> [Work to be completed]:
Only a number is wanted: how many lines of the entries include the string "armoire"?

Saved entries
※

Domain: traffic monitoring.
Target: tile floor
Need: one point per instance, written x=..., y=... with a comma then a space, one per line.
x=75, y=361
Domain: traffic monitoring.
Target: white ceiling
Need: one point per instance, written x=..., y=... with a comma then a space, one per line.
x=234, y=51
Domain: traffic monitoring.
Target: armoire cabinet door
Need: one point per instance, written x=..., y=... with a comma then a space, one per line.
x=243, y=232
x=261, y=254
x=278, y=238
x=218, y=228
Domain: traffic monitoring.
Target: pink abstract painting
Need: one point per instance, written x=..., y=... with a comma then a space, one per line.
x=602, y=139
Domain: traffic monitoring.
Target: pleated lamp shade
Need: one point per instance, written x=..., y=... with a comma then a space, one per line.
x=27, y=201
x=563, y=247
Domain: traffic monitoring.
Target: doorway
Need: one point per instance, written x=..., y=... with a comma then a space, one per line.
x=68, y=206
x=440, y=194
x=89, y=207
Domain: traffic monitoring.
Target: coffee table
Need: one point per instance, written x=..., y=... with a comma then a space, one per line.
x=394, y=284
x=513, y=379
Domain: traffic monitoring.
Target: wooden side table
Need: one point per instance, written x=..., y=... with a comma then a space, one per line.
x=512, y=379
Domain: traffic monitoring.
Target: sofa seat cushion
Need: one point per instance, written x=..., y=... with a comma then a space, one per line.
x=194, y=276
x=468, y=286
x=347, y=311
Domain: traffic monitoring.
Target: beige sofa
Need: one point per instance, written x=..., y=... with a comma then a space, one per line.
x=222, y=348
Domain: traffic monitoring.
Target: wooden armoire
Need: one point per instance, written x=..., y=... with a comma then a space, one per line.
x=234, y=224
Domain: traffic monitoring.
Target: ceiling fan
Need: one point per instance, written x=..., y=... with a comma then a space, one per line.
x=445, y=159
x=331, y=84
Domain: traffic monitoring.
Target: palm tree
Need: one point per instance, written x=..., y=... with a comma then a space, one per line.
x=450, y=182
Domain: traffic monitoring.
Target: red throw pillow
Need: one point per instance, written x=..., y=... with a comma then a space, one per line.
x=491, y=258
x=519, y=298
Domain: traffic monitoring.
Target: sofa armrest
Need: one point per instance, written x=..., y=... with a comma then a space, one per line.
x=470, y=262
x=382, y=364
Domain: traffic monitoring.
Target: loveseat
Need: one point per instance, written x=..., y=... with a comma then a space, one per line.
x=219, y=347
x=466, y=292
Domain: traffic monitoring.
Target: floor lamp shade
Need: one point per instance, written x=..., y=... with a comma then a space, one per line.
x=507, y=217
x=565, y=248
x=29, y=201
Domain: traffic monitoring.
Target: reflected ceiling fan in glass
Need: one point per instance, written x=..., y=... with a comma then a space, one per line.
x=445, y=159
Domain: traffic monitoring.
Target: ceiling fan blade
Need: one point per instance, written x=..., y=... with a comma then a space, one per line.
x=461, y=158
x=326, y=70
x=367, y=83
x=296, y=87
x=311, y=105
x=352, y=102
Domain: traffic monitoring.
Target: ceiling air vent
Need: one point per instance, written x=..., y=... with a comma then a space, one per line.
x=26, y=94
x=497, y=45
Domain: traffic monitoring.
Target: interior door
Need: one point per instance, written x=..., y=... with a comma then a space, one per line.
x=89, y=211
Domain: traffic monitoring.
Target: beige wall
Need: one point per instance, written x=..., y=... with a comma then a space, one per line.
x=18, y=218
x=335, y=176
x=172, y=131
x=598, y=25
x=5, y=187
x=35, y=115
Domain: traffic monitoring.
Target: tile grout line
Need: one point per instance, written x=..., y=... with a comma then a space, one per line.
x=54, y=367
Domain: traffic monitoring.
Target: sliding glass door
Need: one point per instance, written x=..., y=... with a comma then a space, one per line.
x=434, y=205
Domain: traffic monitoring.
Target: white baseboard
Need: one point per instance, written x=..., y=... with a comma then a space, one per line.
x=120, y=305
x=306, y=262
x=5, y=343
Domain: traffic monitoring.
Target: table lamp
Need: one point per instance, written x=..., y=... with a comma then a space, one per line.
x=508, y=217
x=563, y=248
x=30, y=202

※

> [Result for this task]:
2